_Stored data_:

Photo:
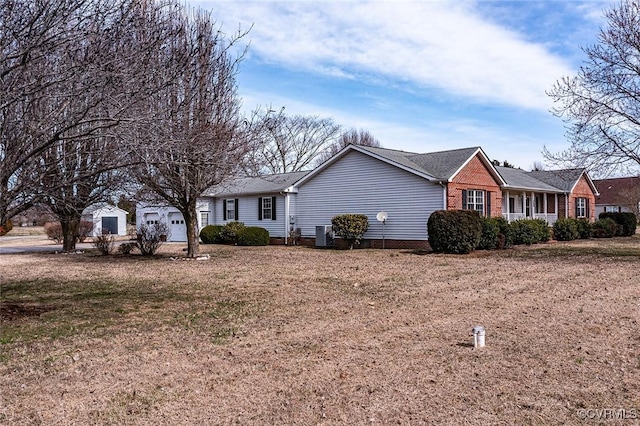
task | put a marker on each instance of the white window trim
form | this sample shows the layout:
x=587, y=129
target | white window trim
x=472, y=200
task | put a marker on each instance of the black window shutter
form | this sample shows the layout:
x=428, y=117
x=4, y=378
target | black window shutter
x=586, y=202
x=273, y=208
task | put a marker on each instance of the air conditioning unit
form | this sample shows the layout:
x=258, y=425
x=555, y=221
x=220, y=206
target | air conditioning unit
x=324, y=236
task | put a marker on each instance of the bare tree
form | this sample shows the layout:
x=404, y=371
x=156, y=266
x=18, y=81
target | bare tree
x=350, y=137
x=289, y=143
x=197, y=138
x=70, y=71
x=601, y=104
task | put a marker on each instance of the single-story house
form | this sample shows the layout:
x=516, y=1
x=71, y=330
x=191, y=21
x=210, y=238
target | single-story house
x=107, y=219
x=407, y=186
x=618, y=195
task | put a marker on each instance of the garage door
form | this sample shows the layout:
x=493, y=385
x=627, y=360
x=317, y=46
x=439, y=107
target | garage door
x=110, y=225
x=177, y=227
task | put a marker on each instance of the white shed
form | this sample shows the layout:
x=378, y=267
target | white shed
x=106, y=219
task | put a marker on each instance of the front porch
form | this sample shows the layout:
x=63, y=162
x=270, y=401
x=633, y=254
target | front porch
x=530, y=205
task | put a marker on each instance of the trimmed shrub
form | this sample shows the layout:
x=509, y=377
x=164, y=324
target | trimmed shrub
x=628, y=222
x=585, y=229
x=350, y=227
x=543, y=231
x=253, y=236
x=530, y=231
x=605, y=228
x=54, y=231
x=4, y=229
x=149, y=238
x=454, y=231
x=489, y=237
x=505, y=237
x=210, y=234
x=126, y=248
x=565, y=229
x=229, y=232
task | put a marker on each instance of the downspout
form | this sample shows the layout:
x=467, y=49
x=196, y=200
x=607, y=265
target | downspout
x=286, y=217
x=444, y=195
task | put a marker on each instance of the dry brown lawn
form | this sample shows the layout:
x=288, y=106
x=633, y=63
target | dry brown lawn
x=291, y=335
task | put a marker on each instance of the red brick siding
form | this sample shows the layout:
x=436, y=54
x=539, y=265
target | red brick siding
x=582, y=190
x=475, y=175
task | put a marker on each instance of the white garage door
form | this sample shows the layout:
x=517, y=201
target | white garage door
x=177, y=227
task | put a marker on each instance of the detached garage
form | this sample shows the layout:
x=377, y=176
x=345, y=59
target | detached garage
x=106, y=219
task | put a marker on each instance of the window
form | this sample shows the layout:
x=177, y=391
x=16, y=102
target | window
x=230, y=209
x=473, y=199
x=267, y=208
x=204, y=219
x=582, y=207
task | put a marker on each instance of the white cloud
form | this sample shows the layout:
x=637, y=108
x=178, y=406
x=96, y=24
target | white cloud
x=426, y=44
x=438, y=134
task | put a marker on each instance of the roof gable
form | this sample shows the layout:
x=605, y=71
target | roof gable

_Exercise description_: Show all lines from the records above where the word "roof" occurs.

_Solution below_:
task | put a marker on each instance of the roof gable
target | roof gable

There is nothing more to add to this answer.